» **A run of records**
────

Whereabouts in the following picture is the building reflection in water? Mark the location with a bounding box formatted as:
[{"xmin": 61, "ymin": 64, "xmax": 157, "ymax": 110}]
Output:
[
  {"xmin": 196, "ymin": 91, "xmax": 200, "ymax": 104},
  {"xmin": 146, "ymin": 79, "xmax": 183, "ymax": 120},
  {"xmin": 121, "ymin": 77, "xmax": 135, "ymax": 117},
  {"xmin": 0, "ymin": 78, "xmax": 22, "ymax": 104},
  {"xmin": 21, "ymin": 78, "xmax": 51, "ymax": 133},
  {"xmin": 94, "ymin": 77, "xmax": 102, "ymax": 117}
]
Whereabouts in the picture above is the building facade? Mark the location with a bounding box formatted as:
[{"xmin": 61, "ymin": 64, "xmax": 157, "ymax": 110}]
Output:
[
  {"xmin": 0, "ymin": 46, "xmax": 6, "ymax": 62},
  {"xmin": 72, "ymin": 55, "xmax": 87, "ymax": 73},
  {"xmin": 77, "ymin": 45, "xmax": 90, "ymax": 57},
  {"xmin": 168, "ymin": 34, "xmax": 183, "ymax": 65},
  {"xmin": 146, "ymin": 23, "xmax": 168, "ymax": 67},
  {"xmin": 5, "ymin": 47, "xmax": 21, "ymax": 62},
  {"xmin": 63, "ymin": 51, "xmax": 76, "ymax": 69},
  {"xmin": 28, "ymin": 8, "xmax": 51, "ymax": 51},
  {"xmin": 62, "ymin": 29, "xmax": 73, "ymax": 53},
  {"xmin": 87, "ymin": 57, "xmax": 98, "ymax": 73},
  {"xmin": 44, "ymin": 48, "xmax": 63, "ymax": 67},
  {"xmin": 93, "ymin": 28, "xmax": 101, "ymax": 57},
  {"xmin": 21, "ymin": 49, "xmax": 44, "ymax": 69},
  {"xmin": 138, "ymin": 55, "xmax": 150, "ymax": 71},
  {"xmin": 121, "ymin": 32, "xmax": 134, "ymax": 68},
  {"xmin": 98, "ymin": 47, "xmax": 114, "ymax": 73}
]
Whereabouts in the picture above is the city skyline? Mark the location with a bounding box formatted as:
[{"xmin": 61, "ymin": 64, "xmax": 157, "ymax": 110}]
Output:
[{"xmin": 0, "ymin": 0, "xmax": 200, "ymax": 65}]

────

» **Written problem**
Could you rewrite all of the records above with "Whereabouts" changed to "Where" and everything else left the same?

» **Result for this exercise**
Where in the following picture is the building reflection in water? Mark the location with a bounding box formatted as:
[{"xmin": 61, "ymin": 64, "xmax": 157, "ymax": 110}]
Output:
[
  {"xmin": 196, "ymin": 91, "xmax": 200, "ymax": 104},
  {"xmin": 146, "ymin": 79, "xmax": 183, "ymax": 120},
  {"xmin": 121, "ymin": 77, "xmax": 135, "ymax": 117},
  {"xmin": 0, "ymin": 78, "xmax": 22, "ymax": 104},
  {"xmin": 21, "ymin": 78, "xmax": 51, "ymax": 133},
  {"xmin": 94, "ymin": 77, "xmax": 102, "ymax": 117}
]
Where in the picture above is the building facade? Mark the location with a bounding box formatted as:
[{"xmin": 61, "ymin": 64, "xmax": 157, "ymax": 110}]
Output:
[
  {"xmin": 0, "ymin": 46, "xmax": 6, "ymax": 62},
  {"xmin": 72, "ymin": 55, "xmax": 87, "ymax": 73},
  {"xmin": 77, "ymin": 45, "xmax": 90, "ymax": 57},
  {"xmin": 168, "ymin": 34, "xmax": 183, "ymax": 65},
  {"xmin": 146, "ymin": 23, "xmax": 168, "ymax": 67},
  {"xmin": 5, "ymin": 47, "xmax": 21, "ymax": 62},
  {"xmin": 63, "ymin": 51, "xmax": 76, "ymax": 69},
  {"xmin": 28, "ymin": 8, "xmax": 51, "ymax": 51},
  {"xmin": 62, "ymin": 29, "xmax": 73, "ymax": 53},
  {"xmin": 87, "ymin": 57, "xmax": 98, "ymax": 73},
  {"xmin": 44, "ymin": 48, "xmax": 63, "ymax": 67},
  {"xmin": 93, "ymin": 28, "xmax": 101, "ymax": 57},
  {"xmin": 21, "ymin": 49, "xmax": 44, "ymax": 69},
  {"xmin": 138, "ymin": 55, "xmax": 150, "ymax": 71},
  {"xmin": 121, "ymin": 32, "xmax": 134, "ymax": 68},
  {"xmin": 98, "ymin": 47, "xmax": 114, "ymax": 73}
]
Where in the picture above is the city skyline? Mark the location with a bounding box formatted as:
[{"xmin": 61, "ymin": 64, "xmax": 157, "ymax": 110}]
Output:
[{"xmin": 0, "ymin": 0, "xmax": 200, "ymax": 65}]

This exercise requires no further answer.